Supplied material below:

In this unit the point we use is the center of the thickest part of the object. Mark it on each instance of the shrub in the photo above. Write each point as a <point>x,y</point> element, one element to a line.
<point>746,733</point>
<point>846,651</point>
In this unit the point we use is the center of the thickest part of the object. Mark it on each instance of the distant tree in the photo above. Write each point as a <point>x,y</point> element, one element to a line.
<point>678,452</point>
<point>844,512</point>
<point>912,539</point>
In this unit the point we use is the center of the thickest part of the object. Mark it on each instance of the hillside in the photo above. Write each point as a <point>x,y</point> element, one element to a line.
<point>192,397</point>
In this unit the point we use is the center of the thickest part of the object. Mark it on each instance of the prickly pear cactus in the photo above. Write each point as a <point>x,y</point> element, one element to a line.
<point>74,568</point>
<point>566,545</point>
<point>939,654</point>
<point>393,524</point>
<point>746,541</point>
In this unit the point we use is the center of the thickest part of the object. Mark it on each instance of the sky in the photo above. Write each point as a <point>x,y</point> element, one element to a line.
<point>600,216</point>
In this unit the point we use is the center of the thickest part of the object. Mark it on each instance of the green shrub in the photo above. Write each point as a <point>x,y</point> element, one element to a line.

End of Supplied material.

[Work to complete]:
Word for word, restate all of the records.

[Written solution]:
In this unit the point we use is the center of the thickest part of the object. Mark it on each instance of the shrub in the photo above. Write each point as a <point>x,y</point> element, one element to a line.
<point>746,733</point>
<point>846,651</point>
In this unit the point we use is the center of the thickest part of the object. Mark it on each instance of the distant tree in the photo above. Write each point as a <point>x,y</point> element, one element to a line.
<point>678,452</point>
<point>844,512</point>
<point>912,539</point>
In this unit the point we use is the center of the thickest part of the object. Mark it on each instance of the hillside in the photo above. Write each point as a <point>x,y</point> element, one element to a line.
<point>192,397</point>
In this unit the point we use is the center of the thickest part of the object. Mark it on each instance of the prickly pear cactus in the photo above. Write each point as a <point>x,y</point> element, one element to a line.
<point>74,568</point>
<point>566,545</point>
<point>939,654</point>
<point>393,524</point>
<point>746,541</point>
In this unit the point we use is the center of the thickest part of the object. Mark it on each instance of the sky in the photo above. Write each point as a <point>x,y</point> element, one element to a line.
<point>600,216</point>
In this unit the point we use is the center of the thickest part of the object. Mark it on each instance of the green shrub in the photo above. Write each point as a <point>x,y</point> element, one element to a line.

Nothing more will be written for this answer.